(Object location annotation data)
___
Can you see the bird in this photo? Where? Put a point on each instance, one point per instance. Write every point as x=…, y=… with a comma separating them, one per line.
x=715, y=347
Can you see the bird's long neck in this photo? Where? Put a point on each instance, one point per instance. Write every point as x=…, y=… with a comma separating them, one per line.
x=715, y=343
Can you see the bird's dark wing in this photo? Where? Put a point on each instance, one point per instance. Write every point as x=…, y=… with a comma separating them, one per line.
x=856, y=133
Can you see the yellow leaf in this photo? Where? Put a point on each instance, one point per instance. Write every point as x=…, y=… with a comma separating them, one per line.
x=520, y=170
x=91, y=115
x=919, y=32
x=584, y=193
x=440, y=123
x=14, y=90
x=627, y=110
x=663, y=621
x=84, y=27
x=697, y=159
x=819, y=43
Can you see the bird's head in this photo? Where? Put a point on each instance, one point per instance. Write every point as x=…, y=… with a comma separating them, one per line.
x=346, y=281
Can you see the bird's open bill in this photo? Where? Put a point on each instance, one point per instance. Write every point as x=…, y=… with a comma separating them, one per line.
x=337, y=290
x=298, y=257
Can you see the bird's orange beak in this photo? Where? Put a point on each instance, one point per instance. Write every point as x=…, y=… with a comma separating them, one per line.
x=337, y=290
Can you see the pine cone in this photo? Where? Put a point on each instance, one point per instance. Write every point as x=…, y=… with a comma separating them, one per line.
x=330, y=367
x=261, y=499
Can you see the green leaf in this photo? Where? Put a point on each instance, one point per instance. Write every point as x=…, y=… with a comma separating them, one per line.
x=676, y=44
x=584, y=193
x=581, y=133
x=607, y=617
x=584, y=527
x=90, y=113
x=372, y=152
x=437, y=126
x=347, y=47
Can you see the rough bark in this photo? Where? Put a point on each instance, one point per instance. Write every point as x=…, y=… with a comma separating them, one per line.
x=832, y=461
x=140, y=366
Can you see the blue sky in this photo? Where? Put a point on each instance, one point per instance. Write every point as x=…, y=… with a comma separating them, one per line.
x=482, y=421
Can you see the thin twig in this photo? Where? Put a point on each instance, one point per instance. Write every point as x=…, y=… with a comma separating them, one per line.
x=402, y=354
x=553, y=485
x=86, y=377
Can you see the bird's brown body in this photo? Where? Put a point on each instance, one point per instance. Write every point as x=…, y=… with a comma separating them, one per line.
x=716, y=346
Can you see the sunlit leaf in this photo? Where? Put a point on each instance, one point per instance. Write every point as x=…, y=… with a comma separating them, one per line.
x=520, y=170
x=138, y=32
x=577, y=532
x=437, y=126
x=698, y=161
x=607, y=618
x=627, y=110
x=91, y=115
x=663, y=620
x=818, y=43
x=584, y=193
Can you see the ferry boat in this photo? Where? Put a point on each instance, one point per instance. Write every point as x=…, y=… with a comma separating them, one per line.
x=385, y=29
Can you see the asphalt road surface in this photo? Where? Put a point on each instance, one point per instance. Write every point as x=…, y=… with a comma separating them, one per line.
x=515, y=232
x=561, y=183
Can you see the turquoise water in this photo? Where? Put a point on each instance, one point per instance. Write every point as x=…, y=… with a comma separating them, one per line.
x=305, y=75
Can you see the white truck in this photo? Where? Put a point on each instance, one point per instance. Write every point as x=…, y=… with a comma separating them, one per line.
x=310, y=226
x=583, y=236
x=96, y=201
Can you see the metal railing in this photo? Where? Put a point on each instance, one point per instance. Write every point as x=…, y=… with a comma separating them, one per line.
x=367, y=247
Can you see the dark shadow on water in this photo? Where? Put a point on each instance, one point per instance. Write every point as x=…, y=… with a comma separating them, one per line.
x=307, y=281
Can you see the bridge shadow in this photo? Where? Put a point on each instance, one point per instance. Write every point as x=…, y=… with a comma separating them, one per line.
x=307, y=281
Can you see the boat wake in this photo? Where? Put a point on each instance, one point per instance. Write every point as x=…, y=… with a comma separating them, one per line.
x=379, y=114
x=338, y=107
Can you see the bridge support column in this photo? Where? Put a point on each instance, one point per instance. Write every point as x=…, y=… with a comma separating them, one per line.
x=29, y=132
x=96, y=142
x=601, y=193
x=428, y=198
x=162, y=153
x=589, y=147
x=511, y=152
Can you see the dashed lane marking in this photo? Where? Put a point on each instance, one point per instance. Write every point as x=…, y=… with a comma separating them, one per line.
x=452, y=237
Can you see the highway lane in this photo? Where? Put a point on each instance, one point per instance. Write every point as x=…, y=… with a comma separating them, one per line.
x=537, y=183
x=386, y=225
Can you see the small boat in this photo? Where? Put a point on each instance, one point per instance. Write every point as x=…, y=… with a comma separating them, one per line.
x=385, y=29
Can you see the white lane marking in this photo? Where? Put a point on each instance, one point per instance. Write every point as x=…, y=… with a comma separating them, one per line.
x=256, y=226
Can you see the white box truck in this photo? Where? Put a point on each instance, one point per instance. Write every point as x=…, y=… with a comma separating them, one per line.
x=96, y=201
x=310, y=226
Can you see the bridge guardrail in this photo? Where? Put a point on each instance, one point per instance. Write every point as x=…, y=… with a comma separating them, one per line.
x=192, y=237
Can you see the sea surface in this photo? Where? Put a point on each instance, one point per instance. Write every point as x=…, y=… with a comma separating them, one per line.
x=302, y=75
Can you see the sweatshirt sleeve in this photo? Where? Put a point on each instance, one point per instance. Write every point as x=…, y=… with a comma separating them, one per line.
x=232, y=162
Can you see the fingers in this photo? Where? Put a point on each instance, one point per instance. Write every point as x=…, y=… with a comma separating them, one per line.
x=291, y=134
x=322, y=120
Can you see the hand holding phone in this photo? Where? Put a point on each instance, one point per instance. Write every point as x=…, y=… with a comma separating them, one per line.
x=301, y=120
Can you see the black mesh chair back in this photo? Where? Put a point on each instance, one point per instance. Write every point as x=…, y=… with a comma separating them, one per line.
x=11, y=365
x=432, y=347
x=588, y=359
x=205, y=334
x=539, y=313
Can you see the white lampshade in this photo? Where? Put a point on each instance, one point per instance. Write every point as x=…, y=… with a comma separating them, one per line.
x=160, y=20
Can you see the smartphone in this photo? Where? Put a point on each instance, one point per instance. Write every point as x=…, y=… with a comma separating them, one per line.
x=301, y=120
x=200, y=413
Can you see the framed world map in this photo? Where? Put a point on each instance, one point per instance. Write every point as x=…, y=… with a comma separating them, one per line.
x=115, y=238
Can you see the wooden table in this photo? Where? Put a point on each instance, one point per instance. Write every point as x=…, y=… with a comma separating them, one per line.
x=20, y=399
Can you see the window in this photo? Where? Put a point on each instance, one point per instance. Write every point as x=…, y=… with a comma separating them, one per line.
___
Copy every line of the material above without changing anything.

[Finished answer]
Can you see the bird in this photo? Where? Put a point on each instance, one point per instance. Write every point as x=…, y=… with a comma separating them, one per line.
x=715, y=347
Can you see the bird's long neck in this photo? Where? Put a point on each instance, one point per instance. Write every point as x=…, y=… with a comma separating them, one per line.
x=715, y=343
Can you see the bird's dark wing in this photo? Where? Put a point on each instance, one point per instance. Write every point as x=…, y=… with a comma separating them, one per line.
x=856, y=133
Can you see the yellow leaf in this photo? Where? Put a point on each instance, one point per instance. Write every point as x=…, y=… with a comma separating them, one per line.
x=520, y=170
x=91, y=115
x=919, y=32
x=584, y=193
x=440, y=123
x=14, y=90
x=627, y=110
x=663, y=621
x=84, y=27
x=697, y=159
x=819, y=43
Can you see the bird's head in this photo? Where? Put a point on each instance, one point per instance. Write every point as x=…, y=… with a comma separating them, one per line.
x=346, y=281
Can you see the bird's open bill in this photo? Where? Put a point on each instance, one point per instance. Write every point as x=…, y=… with a comma separating them, one per line.
x=337, y=290
x=298, y=257
Can you see the bird's orange beak in this photo? Where? Put a point on each instance, one point per instance. Write every point as x=…, y=… with a comma separating them, one per line.
x=337, y=290
Can you see the pine cone in this photo? Where? Put a point on each instance, one point per instance. Write every point as x=…, y=… with a comma separating them, one per line.
x=330, y=367
x=261, y=499
Can you see the green leaf in this photo? Where? Put a point on each instance, one point per instance. Write every point as x=…, y=… with a comma separating them, one per line.
x=676, y=44
x=584, y=193
x=581, y=133
x=607, y=617
x=584, y=527
x=90, y=113
x=372, y=152
x=437, y=126
x=347, y=47
Can you see the rough bark in this photo? Where? Put a point on each instance, one point per instance. Write every point as x=…, y=… with a comma separating them, one per line.
x=832, y=461
x=140, y=366
Can you see the blue sky in this photo? Where? Put a point on each instance, one point per instance. Write every point as x=…, y=… with a comma separating them, one per line.
x=482, y=421
Can you see the thin twig in this photo? Where? Put a point on each instance, one point per instance. Write every point as x=…, y=… with a comma separating them, one per line.
x=402, y=354
x=553, y=485
x=86, y=377
Can you see the bird's brown body in this photo? Where? Put a point on each instance, one point per instance. Write every point as x=…, y=… with a comma separating them, one per line.
x=716, y=346
Can you see the sunlit leaf in this photo? Where? Put a point on each instance, one point per instance. Write every point as x=…, y=… with a comma separating them, one per line.
x=520, y=170
x=138, y=32
x=577, y=532
x=437, y=126
x=698, y=161
x=607, y=618
x=627, y=110
x=91, y=115
x=663, y=620
x=818, y=43
x=584, y=193
Can you see the ferry boat in this photo? Where? Put a point on each instance, one point per instance. Write every point as x=…, y=… with a comma separating them, one per line.
x=385, y=29
Can you see the asphalt road surface in this photo? Where? Put a point on each instance, one point per instance. Write every point as x=…, y=… with a comma separating them, one per line.
x=515, y=232
x=561, y=183
Can you see the turquoise water in this photo? Where? Put a point on each instance, one point per instance. Write every point as x=…, y=… with a comma separating them, one per line.
x=305, y=75
Can you see the white truck in this photo? Where? Put a point on each instance, one point per instance. Write every point as x=…, y=… with a comma separating them, one per line.
x=310, y=226
x=583, y=236
x=96, y=201
Can you see the metal railing in this photo? Where? Put a point on each instance, one point per instance. Write every point as x=…, y=… with a comma separating them, one per line.
x=367, y=247
Can you see the dark shadow on water in this photo? Where? Put a point on each instance, one point per instance. Write every point as x=…, y=… with a comma separating them, one per line.
x=307, y=281
Can you see the bridge shadow in this photo? Where? Put a point on each instance, one point per instance. Write every point as x=…, y=… with a comma separating them, one per line.
x=307, y=281
Can you see the boat wake in this photo? Where? Put a point on each instance, one point per instance. Write every point as x=…, y=… with a comma separating them, one per line.
x=379, y=114
x=338, y=107
Can you see the bridge support column in this photo? Where? Put a point on each instance, one point per instance. Write every point as x=…, y=… with a comma separating them, one per line.
x=29, y=132
x=96, y=142
x=601, y=193
x=428, y=198
x=162, y=153
x=589, y=147
x=511, y=152
Can you see the dashed lane marking in this photo? Where? Put a point on each instance, one point per instance. Write every point as x=…, y=… with a comma separating them, one per line.
x=452, y=237
Can you see the highway lane in this photo? Where? Put a point on each instance, one point per instance. Write every point as x=…, y=… with a comma separating them, one per line.
x=537, y=183
x=386, y=225
Can you see the small boat in this photo? Where? Put a point on each instance, one point per instance. Write every point as x=…, y=… with a comma separating them, one per line.
x=385, y=29
Can you see the white lane marking in this photo? Where? Put a point on each instance, one point per instance. Write every point as x=…, y=… with a comma separating them, one per line.
x=256, y=226
Can you see the white box truck in this photo? Where? Put a point on each instance, one point per instance. Write every point as x=…, y=… with a comma separating them, one per line.
x=96, y=201
x=310, y=226
Can you see the bridge guardrail in this photo? Where? Put a point on each instance, one point per instance. Write every point as x=…, y=… with a comma separating them, one per line.
x=192, y=237
Can you see the sea surface in this photo? Where? Put a point on each instance, one point per instance. Write every point as x=…, y=… with a comma separating them, one per line.
x=302, y=75
Can you see the sweatshirt sleeve in this photo? Where? Put a point on each instance, one point per instance. Write every point as x=…, y=… with a comma separating them, one per line.
x=232, y=162
Can you see the fingers in this photo? Where? Put a point on each instance, one point per instance. Write every point as x=…, y=… with a comma separating them, one per line.
x=291, y=134
x=322, y=120
Can you see the hand holding phone in this photo? Where? Put a point on each instance, one point per instance. Write every point as x=…, y=… with a comma separating them, one per line.
x=301, y=120
Can you see the black mesh chair back in this photo? Where? Put a point on each instance, one point per instance. Write every point as x=…, y=… with a comma separating them, one per line.
x=11, y=365
x=432, y=347
x=588, y=359
x=205, y=334
x=539, y=313
Can you see the white lampshade in this photo? Where? Put a point on each instance, one point per instance. Write every point as x=…, y=… with a comma separating them, one per line.
x=160, y=20
Can you see the smartphone in this photo? Where? Put a point on each instance, one point per instance. Write every point as x=…, y=… with a comma separating them, one per line.
x=301, y=120
x=200, y=413
Can you see the framed world map in this photo? Where? Put a point on each instance, one point per instance. Write every point as x=…, y=… with a comma separating them, one per line.
x=115, y=238
Can you see the wooden table in this photo? Where? Put a point on each instance, one point per instance. Write every point as x=…, y=… with a comma separating them, one per line.
x=20, y=399
Can you see the window in this photo? Where? Put a point on each instance, one point per instance. Write every point as x=…, y=… with a comma separating them, one per line.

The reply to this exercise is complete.